YOUR GOAL: Can you turn every line of the records below into a numbered list, skipping the blank lines?
☆ ☆ ☆ ☆ ☆ ☆ ☆
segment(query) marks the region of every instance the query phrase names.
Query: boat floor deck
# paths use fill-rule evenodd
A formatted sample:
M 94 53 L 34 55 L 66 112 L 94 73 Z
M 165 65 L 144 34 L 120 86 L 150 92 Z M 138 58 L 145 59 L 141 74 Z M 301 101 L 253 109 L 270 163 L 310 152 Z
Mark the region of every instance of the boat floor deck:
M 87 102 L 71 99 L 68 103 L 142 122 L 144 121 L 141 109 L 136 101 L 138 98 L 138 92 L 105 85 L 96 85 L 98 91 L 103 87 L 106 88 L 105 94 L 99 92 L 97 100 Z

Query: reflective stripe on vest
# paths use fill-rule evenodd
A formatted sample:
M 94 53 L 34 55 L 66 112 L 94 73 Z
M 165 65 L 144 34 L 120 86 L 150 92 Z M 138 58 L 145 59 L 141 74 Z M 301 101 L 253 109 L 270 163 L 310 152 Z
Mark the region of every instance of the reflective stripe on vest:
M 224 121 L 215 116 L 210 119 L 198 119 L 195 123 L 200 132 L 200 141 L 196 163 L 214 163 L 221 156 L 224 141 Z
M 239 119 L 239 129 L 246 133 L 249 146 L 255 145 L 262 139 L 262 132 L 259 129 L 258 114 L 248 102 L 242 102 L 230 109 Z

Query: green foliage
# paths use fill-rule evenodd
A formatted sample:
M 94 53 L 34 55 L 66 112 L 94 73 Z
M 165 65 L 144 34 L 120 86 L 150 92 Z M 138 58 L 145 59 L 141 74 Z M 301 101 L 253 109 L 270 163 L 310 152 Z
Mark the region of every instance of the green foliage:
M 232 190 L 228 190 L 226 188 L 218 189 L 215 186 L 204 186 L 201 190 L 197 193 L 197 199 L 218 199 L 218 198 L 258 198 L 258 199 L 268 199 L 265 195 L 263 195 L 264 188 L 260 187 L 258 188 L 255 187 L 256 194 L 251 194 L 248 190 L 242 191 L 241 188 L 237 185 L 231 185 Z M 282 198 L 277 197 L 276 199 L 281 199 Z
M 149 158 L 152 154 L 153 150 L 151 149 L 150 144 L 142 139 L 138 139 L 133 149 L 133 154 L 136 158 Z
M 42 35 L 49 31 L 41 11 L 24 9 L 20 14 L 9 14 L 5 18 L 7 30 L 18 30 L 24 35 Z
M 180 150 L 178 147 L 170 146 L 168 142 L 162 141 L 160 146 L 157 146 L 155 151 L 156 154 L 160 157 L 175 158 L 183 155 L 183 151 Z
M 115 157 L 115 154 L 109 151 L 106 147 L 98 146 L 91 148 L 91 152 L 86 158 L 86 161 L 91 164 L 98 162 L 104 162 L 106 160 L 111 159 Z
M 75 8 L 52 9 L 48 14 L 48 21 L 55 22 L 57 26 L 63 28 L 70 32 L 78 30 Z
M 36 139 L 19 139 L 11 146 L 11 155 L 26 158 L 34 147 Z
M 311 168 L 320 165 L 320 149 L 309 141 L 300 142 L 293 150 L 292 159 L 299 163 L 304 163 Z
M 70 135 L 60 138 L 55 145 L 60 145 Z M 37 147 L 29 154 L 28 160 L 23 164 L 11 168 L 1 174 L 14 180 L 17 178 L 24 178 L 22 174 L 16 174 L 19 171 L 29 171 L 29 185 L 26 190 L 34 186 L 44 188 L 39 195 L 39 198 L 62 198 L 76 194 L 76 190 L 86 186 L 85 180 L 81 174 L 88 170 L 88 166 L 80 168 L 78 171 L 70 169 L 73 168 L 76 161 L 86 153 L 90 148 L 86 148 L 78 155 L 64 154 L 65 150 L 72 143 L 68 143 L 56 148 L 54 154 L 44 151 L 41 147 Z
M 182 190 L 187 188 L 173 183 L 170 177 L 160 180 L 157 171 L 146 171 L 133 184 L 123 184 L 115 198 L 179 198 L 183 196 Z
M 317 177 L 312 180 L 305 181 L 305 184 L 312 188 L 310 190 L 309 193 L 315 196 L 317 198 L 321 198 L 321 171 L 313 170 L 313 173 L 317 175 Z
☆ ☆ ☆ ☆ ☆ ☆ ☆
SOLUTION BELOW:
1. segment(query) marks the region of every instance the query phrase names.
2. Query: boat floor deck
3. # paths use fill-rule evenodd
4. A formatted sample:
5. M 94 53 L 34 55 L 66 112 L 94 73 Z
6. M 165 65 L 144 34 L 120 86 L 150 92 Z M 138 58 L 145 59 L 141 74 Z M 301 101 L 253 109 L 270 163 L 310 152 Z
7. Mark the region of every instance of the boat floor deck:
8. M 87 102 L 71 99 L 68 103 L 142 122 L 144 121 L 141 109 L 136 101 L 138 98 L 138 92 L 105 85 L 96 85 L 98 91 L 103 87 L 106 88 L 105 94 L 99 92 L 97 100 Z
9. Query: reflective stripe on vest
10. # paths use fill-rule evenodd
11. A formatted sample:
12. M 94 53 L 34 55 L 66 112 L 94 73 Z
13. M 165 65 L 144 34 L 120 86 L 150 92 Z M 138 58 L 145 59 L 141 74 Z M 301 101 L 253 109 L 270 163 L 310 152 Z
14. Mark the region of every instance of the reflective stripe on vest:
15. M 224 121 L 215 116 L 210 119 L 198 119 L 195 123 L 200 132 L 200 141 L 196 163 L 214 163 L 221 156 L 224 141 Z
16. M 239 119 L 239 129 L 246 133 L 249 146 L 255 145 L 262 139 L 262 132 L 259 129 L 258 114 L 248 102 L 242 102 L 230 109 Z
17. Query: green foliage
18. # paths use fill-rule evenodd
19. A formatted sample:
20. M 94 53 L 34 55 L 66 112 L 94 73 Z
21. M 165 65 L 144 34 L 120 86 L 150 92 Z M 138 58 L 145 59 L 141 74 Z M 301 101 L 253 109 L 270 163 L 310 152 Z
22. Mark the region of every instance of the green foliage:
23. M 232 190 L 228 190 L 226 188 L 218 189 L 215 186 L 204 186 L 201 190 L 197 193 L 197 199 L 218 199 L 218 198 L 258 198 L 258 199 L 268 199 L 265 195 L 263 195 L 264 188 L 260 187 L 258 188 L 255 187 L 256 194 L 251 194 L 248 190 L 242 191 L 241 188 L 237 185 L 231 185 Z M 282 198 L 277 197 L 276 199 L 281 199 Z
24. M 149 158 L 152 154 L 153 150 L 151 149 L 150 144 L 142 139 L 138 139 L 133 149 L 133 154 L 136 158 Z
25. M 42 35 L 49 31 L 41 11 L 24 9 L 20 14 L 9 14 L 5 18 L 7 30 L 18 30 L 24 35 Z
26. M 180 150 L 178 147 L 170 146 L 168 142 L 162 141 L 160 146 L 157 146 L 155 151 L 156 154 L 160 157 L 175 158 L 183 155 L 183 151 Z
27. M 115 157 L 115 154 L 109 151 L 106 147 L 98 146 L 91 148 L 91 152 L 86 158 L 86 161 L 91 164 L 98 162 L 104 162 L 106 160 L 111 159 Z
28. M 75 8 L 52 9 L 48 14 L 48 21 L 55 22 L 57 26 L 63 28 L 70 32 L 78 30 Z
29. M 36 139 L 19 139 L 11 146 L 11 155 L 26 158 L 34 147 Z
30. M 311 168 L 320 165 L 320 149 L 309 141 L 300 142 L 293 150 L 292 159 L 299 163 L 304 163 Z
31. M 70 135 L 60 138 L 55 145 L 60 145 Z M 37 147 L 29 154 L 28 160 L 23 164 L 11 168 L 1 174 L 14 180 L 17 178 L 24 178 L 22 174 L 16 174 L 19 171 L 29 171 L 29 185 L 26 190 L 34 186 L 44 188 L 39 195 L 39 198 L 62 198 L 76 194 L 76 190 L 86 186 L 85 180 L 81 174 L 88 170 L 88 166 L 80 168 L 78 171 L 70 169 L 73 168 L 76 161 L 86 153 L 90 148 L 86 148 L 78 155 L 64 154 L 65 150 L 72 143 L 68 143 L 56 148 L 54 154 L 44 151 L 41 147 Z
32. M 182 190 L 187 188 L 173 183 L 170 177 L 160 180 L 157 171 L 146 171 L 133 184 L 123 184 L 115 198 L 179 198 L 183 196 Z
33. M 317 177 L 312 180 L 305 181 L 305 184 L 312 188 L 310 190 L 309 193 L 315 196 L 317 198 L 321 198 L 321 171 L 313 170 L 313 173 L 317 175 Z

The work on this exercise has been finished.